Begin DATA SHOWN

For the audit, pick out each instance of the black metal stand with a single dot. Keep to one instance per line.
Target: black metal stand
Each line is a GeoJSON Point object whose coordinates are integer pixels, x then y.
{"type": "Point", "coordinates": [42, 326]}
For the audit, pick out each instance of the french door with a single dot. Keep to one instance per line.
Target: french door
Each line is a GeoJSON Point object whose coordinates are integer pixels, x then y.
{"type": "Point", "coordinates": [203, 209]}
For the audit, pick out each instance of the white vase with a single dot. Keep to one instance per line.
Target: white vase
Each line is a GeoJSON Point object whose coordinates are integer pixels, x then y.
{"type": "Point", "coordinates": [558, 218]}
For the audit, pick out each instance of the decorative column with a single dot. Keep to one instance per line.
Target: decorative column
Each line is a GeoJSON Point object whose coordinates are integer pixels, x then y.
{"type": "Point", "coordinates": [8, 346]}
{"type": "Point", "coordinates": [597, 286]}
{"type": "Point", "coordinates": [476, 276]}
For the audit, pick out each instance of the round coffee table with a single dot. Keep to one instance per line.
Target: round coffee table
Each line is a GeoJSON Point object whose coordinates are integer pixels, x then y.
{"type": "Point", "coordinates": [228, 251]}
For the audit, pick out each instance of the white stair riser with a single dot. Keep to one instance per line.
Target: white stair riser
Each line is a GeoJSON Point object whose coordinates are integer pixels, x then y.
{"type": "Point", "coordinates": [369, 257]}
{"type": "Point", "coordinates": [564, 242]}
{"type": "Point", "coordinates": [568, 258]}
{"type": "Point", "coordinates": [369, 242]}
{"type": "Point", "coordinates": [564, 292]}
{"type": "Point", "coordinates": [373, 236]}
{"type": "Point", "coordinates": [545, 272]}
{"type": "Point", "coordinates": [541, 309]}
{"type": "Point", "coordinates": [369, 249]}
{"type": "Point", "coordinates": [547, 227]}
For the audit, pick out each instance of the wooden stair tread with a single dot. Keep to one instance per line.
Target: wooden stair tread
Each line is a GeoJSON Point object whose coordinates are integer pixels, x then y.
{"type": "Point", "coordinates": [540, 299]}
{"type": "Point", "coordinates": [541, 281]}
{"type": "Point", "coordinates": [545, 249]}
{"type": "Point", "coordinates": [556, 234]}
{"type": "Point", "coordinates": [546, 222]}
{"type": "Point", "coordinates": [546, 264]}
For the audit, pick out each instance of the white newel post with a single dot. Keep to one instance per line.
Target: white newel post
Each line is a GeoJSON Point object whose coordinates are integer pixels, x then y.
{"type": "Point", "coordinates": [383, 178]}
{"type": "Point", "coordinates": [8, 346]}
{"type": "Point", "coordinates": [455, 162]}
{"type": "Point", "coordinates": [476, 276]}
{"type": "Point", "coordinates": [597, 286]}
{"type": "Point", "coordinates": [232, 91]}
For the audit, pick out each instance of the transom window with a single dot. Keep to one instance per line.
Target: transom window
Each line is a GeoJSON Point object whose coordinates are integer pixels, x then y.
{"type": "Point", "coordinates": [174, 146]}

End DATA SHOWN

**PROBLEM DETAILS**
Render every line from the one containing "For the audit, pick out each instance of the transom" through the end of the rows above, both included, as a numbered list, leaving out any blank lines.

**EXERCISE RESPONSE**
1. For the audit, pick out each instance of the transom window with a single dot. Keep to one instance per line.
2. Target: transom window
3. Each line is a GeoJSON Point object whose coordinates are integer pixels, x then y.
4. {"type": "Point", "coordinates": [174, 146]}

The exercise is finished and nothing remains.